» **Work order**
The response should be the data again, identical in every line.

Spatial localization data:
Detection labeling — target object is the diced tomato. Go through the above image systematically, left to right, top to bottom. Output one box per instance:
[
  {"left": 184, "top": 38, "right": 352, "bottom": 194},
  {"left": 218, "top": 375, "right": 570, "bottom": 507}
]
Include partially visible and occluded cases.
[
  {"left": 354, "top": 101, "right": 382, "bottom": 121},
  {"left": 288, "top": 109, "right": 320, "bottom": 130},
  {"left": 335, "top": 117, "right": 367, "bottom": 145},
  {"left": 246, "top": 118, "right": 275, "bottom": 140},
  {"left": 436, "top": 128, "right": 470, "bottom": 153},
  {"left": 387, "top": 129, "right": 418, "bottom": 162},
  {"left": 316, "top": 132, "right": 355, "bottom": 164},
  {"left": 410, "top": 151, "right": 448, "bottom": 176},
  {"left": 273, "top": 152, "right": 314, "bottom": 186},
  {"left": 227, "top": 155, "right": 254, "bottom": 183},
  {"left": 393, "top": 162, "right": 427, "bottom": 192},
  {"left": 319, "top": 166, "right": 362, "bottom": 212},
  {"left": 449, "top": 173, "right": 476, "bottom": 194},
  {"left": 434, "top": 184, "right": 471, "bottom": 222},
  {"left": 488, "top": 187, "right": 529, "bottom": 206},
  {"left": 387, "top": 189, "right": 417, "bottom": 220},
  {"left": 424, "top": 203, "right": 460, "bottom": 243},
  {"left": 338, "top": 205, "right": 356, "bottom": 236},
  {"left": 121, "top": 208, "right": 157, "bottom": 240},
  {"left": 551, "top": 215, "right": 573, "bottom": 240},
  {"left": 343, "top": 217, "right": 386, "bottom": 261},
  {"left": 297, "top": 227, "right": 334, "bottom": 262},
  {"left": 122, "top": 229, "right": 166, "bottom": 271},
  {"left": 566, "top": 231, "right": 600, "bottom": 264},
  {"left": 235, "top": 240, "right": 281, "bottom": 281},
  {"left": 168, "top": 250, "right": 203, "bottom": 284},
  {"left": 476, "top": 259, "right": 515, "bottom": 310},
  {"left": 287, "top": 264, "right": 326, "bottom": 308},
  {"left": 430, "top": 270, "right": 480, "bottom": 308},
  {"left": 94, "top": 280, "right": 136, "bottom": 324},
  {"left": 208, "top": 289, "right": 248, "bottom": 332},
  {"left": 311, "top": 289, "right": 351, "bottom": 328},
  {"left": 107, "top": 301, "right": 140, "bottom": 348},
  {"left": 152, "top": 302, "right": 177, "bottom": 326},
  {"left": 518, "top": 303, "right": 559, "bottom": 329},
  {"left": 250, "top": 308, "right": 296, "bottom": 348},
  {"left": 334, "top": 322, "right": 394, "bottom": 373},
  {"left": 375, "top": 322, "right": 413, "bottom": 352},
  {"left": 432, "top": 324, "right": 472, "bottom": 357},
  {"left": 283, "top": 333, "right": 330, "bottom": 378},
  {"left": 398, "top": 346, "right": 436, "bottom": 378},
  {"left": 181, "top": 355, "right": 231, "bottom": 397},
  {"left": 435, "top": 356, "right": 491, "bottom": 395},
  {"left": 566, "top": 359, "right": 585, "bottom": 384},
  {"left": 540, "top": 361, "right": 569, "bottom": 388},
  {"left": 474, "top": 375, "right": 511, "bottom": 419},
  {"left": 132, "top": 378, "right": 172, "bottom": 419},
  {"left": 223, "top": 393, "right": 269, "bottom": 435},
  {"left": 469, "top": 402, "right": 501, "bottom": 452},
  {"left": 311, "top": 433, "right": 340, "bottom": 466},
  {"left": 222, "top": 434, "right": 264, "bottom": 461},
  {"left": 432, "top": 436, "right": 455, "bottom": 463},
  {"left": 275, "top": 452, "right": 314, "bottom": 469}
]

» **Your response**
Detection labeling — target object is the diced tomato. Go through the above image systematically, left to right, top to bottom. Output one box per instance:
[
  {"left": 184, "top": 38, "right": 352, "bottom": 194},
  {"left": 218, "top": 375, "right": 570, "bottom": 507}
]
Include partially visible and occluded cases.
[
  {"left": 354, "top": 101, "right": 382, "bottom": 121},
  {"left": 288, "top": 109, "right": 320, "bottom": 130},
  {"left": 335, "top": 117, "right": 367, "bottom": 145},
  {"left": 246, "top": 118, "right": 275, "bottom": 140},
  {"left": 436, "top": 128, "right": 470, "bottom": 153},
  {"left": 387, "top": 129, "right": 418, "bottom": 162},
  {"left": 316, "top": 132, "right": 355, "bottom": 164},
  {"left": 410, "top": 151, "right": 448, "bottom": 176},
  {"left": 273, "top": 152, "right": 314, "bottom": 186},
  {"left": 227, "top": 155, "right": 254, "bottom": 183},
  {"left": 393, "top": 162, "right": 427, "bottom": 192},
  {"left": 319, "top": 166, "right": 362, "bottom": 212},
  {"left": 449, "top": 173, "right": 476, "bottom": 194},
  {"left": 434, "top": 184, "right": 471, "bottom": 222},
  {"left": 488, "top": 187, "right": 529, "bottom": 206},
  {"left": 387, "top": 189, "right": 417, "bottom": 220},
  {"left": 424, "top": 203, "right": 460, "bottom": 243},
  {"left": 338, "top": 205, "right": 356, "bottom": 236},
  {"left": 121, "top": 208, "right": 157, "bottom": 240},
  {"left": 551, "top": 215, "right": 573, "bottom": 240},
  {"left": 343, "top": 217, "right": 386, "bottom": 261},
  {"left": 297, "top": 227, "right": 334, "bottom": 262},
  {"left": 122, "top": 229, "right": 166, "bottom": 271},
  {"left": 566, "top": 231, "right": 600, "bottom": 264},
  {"left": 235, "top": 240, "right": 281, "bottom": 281},
  {"left": 168, "top": 250, "right": 203, "bottom": 284},
  {"left": 476, "top": 259, "right": 515, "bottom": 310},
  {"left": 287, "top": 264, "right": 326, "bottom": 308},
  {"left": 430, "top": 270, "right": 480, "bottom": 308},
  {"left": 94, "top": 280, "right": 136, "bottom": 324},
  {"left": 208, "top": 289, "right": 248, "bottom": 332},
  {"left": 311, "top": 289, "right": 351, "bottom": 328},
  {"left": 107, "top": 301, "right": 140, "bottom": 348},
  {"left": 152, "top": 302, "right": 177, "bottom": 326},
  {"left": 518, "top": 303, "right": 559, "bottom": 329},
  {"left": 250, "top": 308, "right": 296, "bottom": 348},
  {"left": 334, "top": 322, "right": 394, "bottom": 373},
  {"left": 375, "top": 322, "right": 413, "bottom": 352},
  {"left": 432, "top": 324, "right": 472, "bottom": 357},
  {"left": 283, "top": 333, "right": 330, "bottom": 378},
  {"left": 398, "top": 346, "right": 436, "bottom": 378},
  {"left": 181, "top": 355, "right": 231, "bottom": 397},
  {"left": 435, "top": 356, "right": 491, "bottom": 395},
  {"left": 566, "top": 359, "right": 585, "bottom": 384},
  {"left": 540, "top": 361, "right": 569, "bottom": 388},
  {"left": 474, "top": 375, "right": 511, "bottom": 419},
  {"left": 132, "top": 378, "right": 172, "bottom": 419},
  {"left": 223, "top": 393, "right": 269, "bottom": 435},
  {"left": 469, "top": 402, "right": 501, "bottom": 452},
  {"left": 311, "top": 433, "right": 340, "bottom": 466},
  {"left": 222, "top": 434, "right": 264, "bottom": 461},
  {"left": 432, "top": 436, "right": 455, "bottom": 463},
  {"left": 275, "top": 452, "right": 314, "bottom": 469}
]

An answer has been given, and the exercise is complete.